** Opening Data listing block **

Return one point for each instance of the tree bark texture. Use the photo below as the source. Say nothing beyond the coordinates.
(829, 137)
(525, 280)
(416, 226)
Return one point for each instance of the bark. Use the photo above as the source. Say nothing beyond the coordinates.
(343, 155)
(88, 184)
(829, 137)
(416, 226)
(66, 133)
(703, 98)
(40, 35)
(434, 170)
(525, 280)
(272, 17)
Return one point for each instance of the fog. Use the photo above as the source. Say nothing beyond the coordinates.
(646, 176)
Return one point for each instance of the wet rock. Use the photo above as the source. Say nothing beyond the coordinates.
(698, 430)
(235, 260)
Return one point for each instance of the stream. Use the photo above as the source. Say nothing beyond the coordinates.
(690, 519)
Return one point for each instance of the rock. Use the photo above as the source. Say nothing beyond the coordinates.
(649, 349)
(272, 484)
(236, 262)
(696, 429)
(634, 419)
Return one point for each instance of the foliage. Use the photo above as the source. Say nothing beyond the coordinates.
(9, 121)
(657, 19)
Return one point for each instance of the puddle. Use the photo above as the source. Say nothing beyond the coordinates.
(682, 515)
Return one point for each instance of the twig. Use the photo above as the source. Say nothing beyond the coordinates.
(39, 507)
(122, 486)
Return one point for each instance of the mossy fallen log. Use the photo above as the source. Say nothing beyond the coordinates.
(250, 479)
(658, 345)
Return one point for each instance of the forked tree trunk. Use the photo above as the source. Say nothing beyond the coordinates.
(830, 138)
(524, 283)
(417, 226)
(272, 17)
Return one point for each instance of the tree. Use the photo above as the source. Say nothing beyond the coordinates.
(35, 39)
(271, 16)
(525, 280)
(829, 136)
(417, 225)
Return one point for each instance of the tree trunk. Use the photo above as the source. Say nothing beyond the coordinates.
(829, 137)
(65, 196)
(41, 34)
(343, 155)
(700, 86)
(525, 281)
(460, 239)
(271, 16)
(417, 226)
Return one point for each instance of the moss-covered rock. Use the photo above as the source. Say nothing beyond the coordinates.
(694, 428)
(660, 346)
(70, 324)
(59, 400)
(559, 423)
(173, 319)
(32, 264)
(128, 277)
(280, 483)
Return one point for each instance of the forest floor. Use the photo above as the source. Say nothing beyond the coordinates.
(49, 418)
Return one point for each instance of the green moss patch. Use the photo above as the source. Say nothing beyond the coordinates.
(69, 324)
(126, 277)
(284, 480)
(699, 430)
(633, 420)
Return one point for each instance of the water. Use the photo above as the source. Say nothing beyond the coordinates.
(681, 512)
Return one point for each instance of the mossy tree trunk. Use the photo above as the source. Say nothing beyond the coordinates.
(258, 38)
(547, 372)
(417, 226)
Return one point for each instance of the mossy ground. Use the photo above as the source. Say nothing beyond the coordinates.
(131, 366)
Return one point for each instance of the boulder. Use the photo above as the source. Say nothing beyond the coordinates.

** Closing Data listing block **

** Exercise **
Every line above needs to be repeated exactly as shown.

** Response to the exercise **
Return one point for each instance of the tree bark texture. Use the photo below as the source. Say nothing beyond the coordinates.
(829, 137)
(525, 280)
(416, 226)
Return one point for each instance of the bark. Use the photo above as the source. Say nothing beyond the coordinates.
(343, 155)
(88, 184)
(829, 137)
(416, 226)
(66, 133)
(703, 98)
(40, 35)
(434, 170)
(525, 280)
(272, 17)
Return one point for each instance of the fog. Use the photo above as the source. Say nothing beyond the coordinates.
(646, 176)
Return one point for each instance of the wet rock. Use the photo above as the source. Say nothing beyond the coordinates.
(698, 430)
(235, 260)
Return one point for each instance of the stream. Use the photo above as the source. Say nothing beyond the coordinates.
(690, 519)
Return one point for each instance of the rock. Use the photo above as the source. Say nothing beyond the coordinates.
(649, 349)
(272, 484)
(236, 262)
(696, 429)
(634, 419)
Return one point for each instance of the foliage. Use the photo above as the source. Say nothing beyond the coordinates.
(9, 121)
(657, 19)
Return one point for each instance of the puddle. Use the photo above as the source. Say nothing beyond the coordinates.
(682, 515)
Return one point for each instance of the twig. Use the photo above as the source. Say nothing beyond the coordinates.
(39, 507)
(122, 486)
Return one point for each instance of the mossy fallen log. Use the photo above as the source. Say nothing beyond the coordinates.
(250, 479)
(658, 345)
Return one point for each instance of the forked tree trunk. Use the photo above as the source. Say nothing beyond the coordinates.
(830, 138)
(524, 283)
(417, 226)
(272, 17)
Return one point for each instance of the tree. Use the photo above as the source. Say nothing beyond the coordinates.
(35, 39)
(271, 16)
(525, 280)
(829, 136)
(417, 225)
Return one point for each instance of the tree trunk. Use the photo above as the source. Say nothing beyond the coordinates.
(829, 137)
(65, 196)
(41, 34)
(343, 155)
(700, 86)
(525, 281)
(460, 239)
(271, 16)
(417, 226)
Return one point for each instance of the moss-covered rock. Use the photo above as the source. Say nothing beyond the coordinates.
(694, 428)
(660, 346)
(70, 324)
(59, 400)
(559, 423)
(173, 319)
(32, 264)
(128, 277)
(280, 483)
Return one point for each instance of the forest floor. Use the photo above as the source. Say nothing beyond the coordinates.
(49, 418)
Return one point for each instance of the green moss patch. Use the photo above as the source. Say nothing beyond the coordinates.
(69, 324)
(126, 277)
(284, 480)
(699, 430)
(633, 420)
Return one point for each instance of the water. Use the photo above as the source. Say nothing beyond the coordinates.
(681, 512)
Return one point for each instance of the mossy tree trunk. Use the photo above as the source. Say nothing beyond the coordinates.
(258, 38)
(547, 372)
(417, 226)
Return one point for each instance of the mossy ground. Use the photo above as the source. Say nothing beyond the coordinates.
(131, 366)
Return one point for each instance of the boulder. Use the photo above as the source. Say nothing beyond the coordinates.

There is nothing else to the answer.